Material provided
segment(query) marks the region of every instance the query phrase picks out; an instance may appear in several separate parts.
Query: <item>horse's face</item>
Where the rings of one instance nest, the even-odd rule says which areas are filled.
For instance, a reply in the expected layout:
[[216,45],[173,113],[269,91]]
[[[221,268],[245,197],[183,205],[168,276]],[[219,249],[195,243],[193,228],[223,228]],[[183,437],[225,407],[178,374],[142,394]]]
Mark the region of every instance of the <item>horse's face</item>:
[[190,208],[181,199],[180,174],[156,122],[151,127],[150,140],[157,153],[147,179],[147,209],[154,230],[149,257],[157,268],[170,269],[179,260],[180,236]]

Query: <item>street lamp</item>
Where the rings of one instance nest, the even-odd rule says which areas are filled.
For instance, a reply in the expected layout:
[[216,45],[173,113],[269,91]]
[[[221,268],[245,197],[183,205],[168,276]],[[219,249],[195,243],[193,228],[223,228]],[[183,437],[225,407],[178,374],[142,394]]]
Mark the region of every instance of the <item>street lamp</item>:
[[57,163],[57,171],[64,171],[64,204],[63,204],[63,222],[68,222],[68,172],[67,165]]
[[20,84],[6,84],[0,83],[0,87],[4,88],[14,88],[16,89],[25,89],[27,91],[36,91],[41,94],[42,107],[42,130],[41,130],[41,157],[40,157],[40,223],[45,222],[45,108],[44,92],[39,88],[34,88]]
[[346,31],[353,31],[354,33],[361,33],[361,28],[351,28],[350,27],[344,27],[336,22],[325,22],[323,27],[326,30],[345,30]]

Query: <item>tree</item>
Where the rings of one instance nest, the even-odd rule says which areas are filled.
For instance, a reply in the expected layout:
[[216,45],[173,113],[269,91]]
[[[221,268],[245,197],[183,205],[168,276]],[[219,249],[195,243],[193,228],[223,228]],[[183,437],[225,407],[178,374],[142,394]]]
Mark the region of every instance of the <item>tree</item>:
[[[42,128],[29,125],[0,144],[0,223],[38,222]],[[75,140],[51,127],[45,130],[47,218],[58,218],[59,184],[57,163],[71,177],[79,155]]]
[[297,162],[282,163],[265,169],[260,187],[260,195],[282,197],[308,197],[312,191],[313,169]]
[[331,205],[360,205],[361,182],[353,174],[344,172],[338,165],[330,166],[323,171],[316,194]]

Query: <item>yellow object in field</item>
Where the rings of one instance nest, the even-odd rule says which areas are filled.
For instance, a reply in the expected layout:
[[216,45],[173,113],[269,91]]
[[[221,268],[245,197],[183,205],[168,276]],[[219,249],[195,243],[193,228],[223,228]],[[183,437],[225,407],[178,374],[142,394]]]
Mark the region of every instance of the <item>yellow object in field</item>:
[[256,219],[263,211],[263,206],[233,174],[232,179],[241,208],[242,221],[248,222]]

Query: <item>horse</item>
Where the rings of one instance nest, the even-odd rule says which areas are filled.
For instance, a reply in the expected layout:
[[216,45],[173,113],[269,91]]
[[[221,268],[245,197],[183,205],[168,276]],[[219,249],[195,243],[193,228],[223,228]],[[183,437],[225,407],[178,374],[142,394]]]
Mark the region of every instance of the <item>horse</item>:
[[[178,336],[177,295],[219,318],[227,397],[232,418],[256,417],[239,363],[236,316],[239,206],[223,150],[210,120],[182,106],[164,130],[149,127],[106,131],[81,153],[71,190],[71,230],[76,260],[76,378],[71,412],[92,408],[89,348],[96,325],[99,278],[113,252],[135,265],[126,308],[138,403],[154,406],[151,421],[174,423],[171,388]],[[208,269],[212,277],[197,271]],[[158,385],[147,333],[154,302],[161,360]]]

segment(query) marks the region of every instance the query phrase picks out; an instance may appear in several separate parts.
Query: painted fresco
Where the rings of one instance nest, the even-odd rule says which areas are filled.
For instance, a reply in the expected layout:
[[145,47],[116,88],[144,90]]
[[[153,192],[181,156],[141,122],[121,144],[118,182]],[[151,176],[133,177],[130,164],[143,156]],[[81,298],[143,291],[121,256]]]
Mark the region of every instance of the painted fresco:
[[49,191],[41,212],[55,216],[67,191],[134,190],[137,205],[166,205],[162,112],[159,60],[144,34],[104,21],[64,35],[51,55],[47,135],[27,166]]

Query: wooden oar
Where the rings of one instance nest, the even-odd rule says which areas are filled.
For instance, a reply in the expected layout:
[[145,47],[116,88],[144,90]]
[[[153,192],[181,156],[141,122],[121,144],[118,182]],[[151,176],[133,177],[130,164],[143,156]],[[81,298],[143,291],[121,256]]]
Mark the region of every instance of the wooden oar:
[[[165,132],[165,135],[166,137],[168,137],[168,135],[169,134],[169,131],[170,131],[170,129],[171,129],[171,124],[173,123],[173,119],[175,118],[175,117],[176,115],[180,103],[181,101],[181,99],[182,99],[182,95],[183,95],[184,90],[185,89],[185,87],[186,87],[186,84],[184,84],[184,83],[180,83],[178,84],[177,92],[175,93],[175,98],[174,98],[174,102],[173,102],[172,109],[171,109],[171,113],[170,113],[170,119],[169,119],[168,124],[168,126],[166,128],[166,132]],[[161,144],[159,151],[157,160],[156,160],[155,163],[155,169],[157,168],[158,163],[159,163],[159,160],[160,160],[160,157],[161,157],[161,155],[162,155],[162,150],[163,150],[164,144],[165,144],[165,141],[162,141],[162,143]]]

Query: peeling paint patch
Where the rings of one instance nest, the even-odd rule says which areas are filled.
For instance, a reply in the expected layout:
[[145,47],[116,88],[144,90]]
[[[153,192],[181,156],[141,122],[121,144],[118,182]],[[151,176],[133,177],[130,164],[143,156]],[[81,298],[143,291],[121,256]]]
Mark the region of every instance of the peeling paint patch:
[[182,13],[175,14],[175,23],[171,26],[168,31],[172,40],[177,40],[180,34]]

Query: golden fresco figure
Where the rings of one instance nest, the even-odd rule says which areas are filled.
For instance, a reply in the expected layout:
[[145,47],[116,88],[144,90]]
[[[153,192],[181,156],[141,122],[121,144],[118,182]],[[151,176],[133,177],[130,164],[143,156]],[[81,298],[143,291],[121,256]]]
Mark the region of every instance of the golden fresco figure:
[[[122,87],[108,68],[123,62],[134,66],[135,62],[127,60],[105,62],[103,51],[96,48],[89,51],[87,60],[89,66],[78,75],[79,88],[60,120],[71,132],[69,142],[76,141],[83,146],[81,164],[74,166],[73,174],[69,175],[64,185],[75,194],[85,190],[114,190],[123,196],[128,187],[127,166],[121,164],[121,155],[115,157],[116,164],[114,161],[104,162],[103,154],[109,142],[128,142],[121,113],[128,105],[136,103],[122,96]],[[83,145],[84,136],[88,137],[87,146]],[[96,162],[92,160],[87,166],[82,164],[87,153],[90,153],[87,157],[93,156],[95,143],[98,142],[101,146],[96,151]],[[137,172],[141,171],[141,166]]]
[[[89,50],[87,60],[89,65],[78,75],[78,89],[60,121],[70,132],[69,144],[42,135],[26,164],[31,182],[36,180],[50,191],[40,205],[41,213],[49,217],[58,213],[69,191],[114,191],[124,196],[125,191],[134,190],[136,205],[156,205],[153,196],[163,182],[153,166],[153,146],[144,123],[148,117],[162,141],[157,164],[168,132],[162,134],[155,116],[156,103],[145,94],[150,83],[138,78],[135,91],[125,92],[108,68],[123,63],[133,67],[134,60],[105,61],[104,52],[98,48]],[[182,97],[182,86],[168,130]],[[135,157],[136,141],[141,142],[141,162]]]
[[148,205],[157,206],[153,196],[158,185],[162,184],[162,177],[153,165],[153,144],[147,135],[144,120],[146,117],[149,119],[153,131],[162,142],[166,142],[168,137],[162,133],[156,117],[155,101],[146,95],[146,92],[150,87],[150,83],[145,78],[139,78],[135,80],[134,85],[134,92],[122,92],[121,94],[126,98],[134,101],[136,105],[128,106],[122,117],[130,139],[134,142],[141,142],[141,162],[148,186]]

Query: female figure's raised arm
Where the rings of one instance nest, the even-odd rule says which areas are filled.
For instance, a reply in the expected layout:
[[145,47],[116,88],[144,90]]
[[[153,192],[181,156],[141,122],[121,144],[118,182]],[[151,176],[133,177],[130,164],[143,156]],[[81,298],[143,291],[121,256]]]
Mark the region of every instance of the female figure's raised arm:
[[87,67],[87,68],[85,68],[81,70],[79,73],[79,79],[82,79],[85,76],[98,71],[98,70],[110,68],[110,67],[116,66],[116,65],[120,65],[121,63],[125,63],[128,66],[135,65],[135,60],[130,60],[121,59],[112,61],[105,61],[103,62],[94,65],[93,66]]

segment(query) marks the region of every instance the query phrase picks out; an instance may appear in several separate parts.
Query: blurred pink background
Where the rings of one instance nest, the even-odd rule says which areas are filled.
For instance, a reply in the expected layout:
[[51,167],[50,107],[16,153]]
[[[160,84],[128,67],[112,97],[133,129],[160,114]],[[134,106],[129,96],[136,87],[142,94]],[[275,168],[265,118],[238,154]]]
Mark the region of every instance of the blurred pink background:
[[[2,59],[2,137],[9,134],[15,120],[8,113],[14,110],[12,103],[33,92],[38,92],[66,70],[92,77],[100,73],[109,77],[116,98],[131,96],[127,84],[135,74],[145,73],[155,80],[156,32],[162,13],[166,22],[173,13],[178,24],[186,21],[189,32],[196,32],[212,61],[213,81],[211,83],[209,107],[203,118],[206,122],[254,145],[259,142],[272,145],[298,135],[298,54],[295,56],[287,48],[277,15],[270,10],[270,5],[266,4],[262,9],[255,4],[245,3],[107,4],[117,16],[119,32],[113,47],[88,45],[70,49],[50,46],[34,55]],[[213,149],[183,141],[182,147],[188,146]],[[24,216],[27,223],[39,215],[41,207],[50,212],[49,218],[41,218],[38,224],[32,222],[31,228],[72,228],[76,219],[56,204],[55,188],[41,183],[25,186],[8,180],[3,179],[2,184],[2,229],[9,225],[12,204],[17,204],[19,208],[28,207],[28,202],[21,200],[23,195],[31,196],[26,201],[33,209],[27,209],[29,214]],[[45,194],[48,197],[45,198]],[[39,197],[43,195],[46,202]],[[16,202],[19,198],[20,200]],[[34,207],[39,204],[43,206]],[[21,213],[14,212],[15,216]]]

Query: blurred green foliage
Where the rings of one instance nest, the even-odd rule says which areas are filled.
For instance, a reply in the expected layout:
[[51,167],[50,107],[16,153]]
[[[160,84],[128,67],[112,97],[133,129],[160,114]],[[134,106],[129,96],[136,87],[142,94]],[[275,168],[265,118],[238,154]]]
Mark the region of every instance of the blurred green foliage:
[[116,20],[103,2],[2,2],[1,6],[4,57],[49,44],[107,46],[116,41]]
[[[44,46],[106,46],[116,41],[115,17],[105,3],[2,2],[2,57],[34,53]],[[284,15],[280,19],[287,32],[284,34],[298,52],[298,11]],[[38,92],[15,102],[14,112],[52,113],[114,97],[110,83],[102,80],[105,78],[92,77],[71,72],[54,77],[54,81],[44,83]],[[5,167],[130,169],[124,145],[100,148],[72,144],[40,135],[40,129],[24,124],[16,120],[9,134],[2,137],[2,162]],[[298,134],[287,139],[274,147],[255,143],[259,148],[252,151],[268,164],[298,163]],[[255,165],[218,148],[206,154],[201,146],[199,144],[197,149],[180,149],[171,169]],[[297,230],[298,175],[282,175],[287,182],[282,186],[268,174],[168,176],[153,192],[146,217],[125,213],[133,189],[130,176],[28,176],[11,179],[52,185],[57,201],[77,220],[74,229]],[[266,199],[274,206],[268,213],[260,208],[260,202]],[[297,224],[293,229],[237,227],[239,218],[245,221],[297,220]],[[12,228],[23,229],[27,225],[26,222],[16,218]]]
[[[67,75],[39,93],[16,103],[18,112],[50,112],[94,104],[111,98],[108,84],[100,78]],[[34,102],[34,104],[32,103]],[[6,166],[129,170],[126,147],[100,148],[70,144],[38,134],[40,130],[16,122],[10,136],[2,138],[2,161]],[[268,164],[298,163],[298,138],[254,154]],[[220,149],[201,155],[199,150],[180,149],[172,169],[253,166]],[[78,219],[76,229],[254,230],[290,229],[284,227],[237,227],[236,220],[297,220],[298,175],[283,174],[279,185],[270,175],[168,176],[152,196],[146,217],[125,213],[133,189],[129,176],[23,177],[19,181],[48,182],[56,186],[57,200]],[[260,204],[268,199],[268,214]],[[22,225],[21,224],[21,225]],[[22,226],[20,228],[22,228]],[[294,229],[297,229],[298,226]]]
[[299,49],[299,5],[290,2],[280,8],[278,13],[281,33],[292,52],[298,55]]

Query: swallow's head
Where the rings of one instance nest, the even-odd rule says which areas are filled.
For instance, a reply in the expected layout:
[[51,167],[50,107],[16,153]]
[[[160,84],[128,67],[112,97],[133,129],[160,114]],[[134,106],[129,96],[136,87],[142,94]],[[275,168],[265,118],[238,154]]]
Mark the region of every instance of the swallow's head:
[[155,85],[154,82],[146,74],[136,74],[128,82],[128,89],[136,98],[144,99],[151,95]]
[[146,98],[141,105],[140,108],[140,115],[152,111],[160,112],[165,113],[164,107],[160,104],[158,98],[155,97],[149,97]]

Task to carry out
Can you lay out the lines of the listing as a Markdown table, starting at its first line and ending at the line that contains "Mark the region of every instance of the <item>horse's", with a column No. holding the row number and a column Line holding the line, and blank lines omitted?

Reply to the exercise
| No. | Line |
|---|---|
| 1 | segment(query) marks the region of every instance the query phrase picks out; an instance may appear in several separate parts. |
| 2 | Query: <item>horse's face</item> |
| 3 | Where the rings of one instance nest, the even-odd rule says which areas are filled. |
| 4 | For instance, a reply in the expected layout: |
| 5 | [[216,45],[173,113],[269,91]] |
| 6 | [[[221,268],[245,197],[183,205],[168,276]],[[219,249],[195,243],[193,228],[223,228]],[[183,437],[225,407],[178,374],[142,394]]] |
| 7 | Mark the region of every instance of the <item>horse's face</item>: |